Exercise prompt
Please reproduce the data exactly and omit the pictures.

========================================

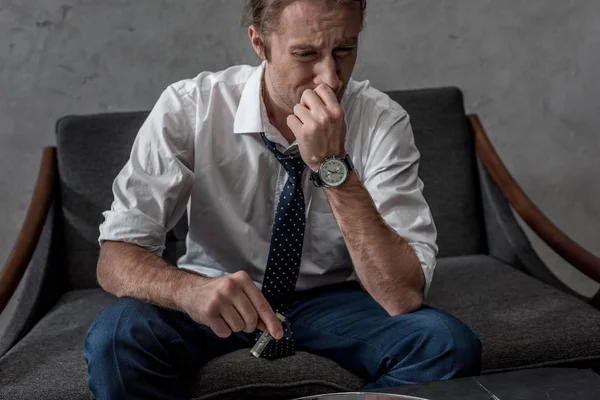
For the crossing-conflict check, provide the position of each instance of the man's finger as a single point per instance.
(302, 113)
(247, 311)
(327, 95)
(264, 310)
(311, 101)
(220, 327)
(233, 318)
(294, 124)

========================================

Task solution
For the crossing-conflict check, provide the position of each instance of the man's finger as a single point per instance.
(302, 113)
(247, 311)
(327, 95)
(264, 310)
(311, 101)
(220, 327)
(233, 318)
(294, 124)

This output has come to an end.